→ **Material supplied**:
(begin)
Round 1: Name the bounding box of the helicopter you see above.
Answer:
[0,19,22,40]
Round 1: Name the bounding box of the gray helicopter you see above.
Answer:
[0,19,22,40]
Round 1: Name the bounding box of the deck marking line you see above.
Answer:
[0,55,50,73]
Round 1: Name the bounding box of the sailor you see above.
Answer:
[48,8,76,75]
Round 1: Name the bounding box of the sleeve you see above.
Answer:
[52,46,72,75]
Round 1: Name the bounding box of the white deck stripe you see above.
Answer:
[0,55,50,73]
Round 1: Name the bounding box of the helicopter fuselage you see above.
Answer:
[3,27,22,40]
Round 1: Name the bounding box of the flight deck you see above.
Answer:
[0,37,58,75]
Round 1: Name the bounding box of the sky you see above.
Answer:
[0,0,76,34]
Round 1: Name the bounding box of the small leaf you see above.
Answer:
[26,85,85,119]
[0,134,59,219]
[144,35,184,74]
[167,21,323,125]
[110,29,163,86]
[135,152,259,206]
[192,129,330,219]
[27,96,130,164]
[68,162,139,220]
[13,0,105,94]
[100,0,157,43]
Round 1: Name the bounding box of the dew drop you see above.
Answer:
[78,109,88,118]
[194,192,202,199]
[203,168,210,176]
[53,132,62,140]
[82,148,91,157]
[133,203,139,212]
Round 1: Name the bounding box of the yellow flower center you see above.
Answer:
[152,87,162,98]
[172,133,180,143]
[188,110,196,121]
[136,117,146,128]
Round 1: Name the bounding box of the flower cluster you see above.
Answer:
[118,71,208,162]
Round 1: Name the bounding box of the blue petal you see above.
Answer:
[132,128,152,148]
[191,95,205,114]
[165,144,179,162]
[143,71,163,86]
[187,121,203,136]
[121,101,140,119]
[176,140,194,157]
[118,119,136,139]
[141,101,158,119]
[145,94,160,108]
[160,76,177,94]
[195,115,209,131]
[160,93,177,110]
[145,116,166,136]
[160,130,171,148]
(end)
→ **Stated exercise**: Return the lines above exactly as they appear, starting at the line that contains "Round 1: Name the bounding box of the white" and ending at the line that contains "[0,0,76,34]", including both.

→ **Full solution**:
Round 1: Name the bounding box of the white deck stripe you see above.
Answer:
[0,55,50,73]
Round 1: Name the bounding box of the helicopter fuselage you see above.
Answer:
[3,27,22,40]
Round 1: Name the bounding box of the flight deck you see above.
Answer:
[0,37,58,75]
Round 1: Name the bounding box of the sky you see above.
Answer:
[0,0,76,34]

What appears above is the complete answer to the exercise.